GIVEN DATA:
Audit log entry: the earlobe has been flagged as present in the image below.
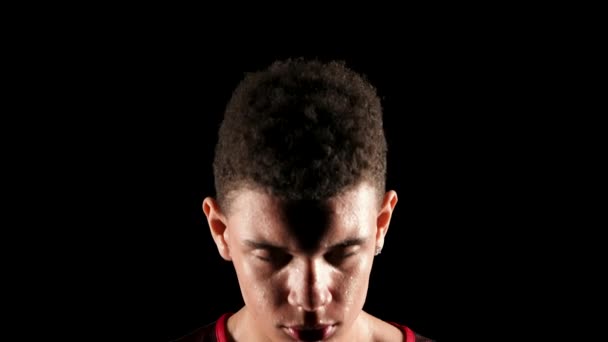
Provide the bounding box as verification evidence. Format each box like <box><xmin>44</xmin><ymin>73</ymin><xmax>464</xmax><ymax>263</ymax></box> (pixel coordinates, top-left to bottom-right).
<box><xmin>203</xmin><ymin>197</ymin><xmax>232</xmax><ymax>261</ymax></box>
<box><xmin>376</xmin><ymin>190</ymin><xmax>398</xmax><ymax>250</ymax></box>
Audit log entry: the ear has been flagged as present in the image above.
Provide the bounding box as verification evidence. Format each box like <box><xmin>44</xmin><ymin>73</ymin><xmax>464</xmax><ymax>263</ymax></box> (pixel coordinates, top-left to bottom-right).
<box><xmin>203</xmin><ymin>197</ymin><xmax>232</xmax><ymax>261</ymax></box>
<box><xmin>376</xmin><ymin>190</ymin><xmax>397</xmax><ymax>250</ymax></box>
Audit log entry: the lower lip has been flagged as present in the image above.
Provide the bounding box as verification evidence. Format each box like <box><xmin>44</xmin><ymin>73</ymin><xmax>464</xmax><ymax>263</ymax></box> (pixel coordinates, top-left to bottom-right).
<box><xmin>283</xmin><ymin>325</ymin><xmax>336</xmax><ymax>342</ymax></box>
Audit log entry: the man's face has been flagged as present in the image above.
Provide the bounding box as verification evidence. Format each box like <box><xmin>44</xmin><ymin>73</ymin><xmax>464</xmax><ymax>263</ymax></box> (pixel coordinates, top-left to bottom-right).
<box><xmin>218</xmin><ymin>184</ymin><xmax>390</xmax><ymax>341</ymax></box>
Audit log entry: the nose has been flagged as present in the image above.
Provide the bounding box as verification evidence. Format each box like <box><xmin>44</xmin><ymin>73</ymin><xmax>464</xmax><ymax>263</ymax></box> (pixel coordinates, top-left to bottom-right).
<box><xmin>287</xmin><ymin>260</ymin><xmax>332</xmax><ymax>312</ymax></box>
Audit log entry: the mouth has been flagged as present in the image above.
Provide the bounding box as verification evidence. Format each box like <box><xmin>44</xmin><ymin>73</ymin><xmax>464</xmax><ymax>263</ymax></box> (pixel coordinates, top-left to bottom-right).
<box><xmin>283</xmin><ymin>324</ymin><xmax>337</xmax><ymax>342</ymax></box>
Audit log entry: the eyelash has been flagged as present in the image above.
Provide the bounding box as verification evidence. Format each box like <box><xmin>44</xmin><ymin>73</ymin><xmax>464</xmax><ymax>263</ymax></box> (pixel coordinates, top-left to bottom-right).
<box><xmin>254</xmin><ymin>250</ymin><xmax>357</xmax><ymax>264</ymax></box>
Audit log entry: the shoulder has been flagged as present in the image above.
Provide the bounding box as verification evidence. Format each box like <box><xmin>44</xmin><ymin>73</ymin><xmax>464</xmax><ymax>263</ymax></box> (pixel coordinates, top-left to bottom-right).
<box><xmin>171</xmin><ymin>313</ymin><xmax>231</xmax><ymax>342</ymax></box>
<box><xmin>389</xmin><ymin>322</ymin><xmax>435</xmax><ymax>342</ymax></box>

WRITTEN EXERCISE: Copy the data verbatim, starting at the line that contains "Audit log entry: the man's" and ending at the last line of the data.

ANSWER:
Audit log entry: the man's face has been flagged as present in the image above.
Provide the bounding box as verification evidence. Format each box like <box><xmin>44</xmin><ymin>73</ymin><xmax>464</xmax><ymax>263</ymax></box> (pixel coordinates, top-left to bottom-right).
<box><xmin>218</xmin><ymin>184</ymin><xmax>390</xmax><ymax>341</ymax></box>
Audit log entry: the nose has been flagged as present in the image above.
Provide the bounding box as verification evidence. Format each box like <box><xmin>44</xmin><ymin>73</ymin><xmax>464</xmax><ymax>263</ymax></box> (pixel coordinates, top-left to bottom-right).
<box><xmin>287</xmin><ymin>260</ymin><xmax>332</xmax><ymax>312</ymax></box>
Audit log entry: the mouth has been flagged as present in the image above.
Provide the bounding box as verification evidence. Format each box like <box><xmin>44</xmin><ymin>73</ymin><xmax>464</xmax><ymax>263</ymax></box> (pixel coordinates, top-left to bottom-right).
<box><xmin>283</xmin><ymin>324</ymin><xmax>337</xmax><ymax>342</ymax></box>
Audit log entry: the eyelash has been flagged as present in the image above.
Provide the bounding box as verification evidence. Format each box like <box><xmin>44</xmin><ymin>73</ymin><xmax>464</xmax><ymax>263</ymax></box> (pixel coordinates, top-left to bottom-right).
<box><xmin>254</xmin><ymin>250</ymin><xmax>357</xmax><ymax>264</ymax></box>
Audit log entry: the shoulder has been flagged as present in the image above.
Provide the bounding box as verification evidence. Format each box like <box><xmin>44</xmin><ymin>73</ymin><xmax>464</xmax><ymax>263</ymax></box> (pixel coordinates, top-left to bottom-right).
<box><xmin>171</xmin><ymin>313</ymin><xmax>231</xmax><ymax>342</ymax></box>
<box><xmin>389</xmin><ymin>322</ymin><xmax>435</xmax><ymax>342</ymax></box>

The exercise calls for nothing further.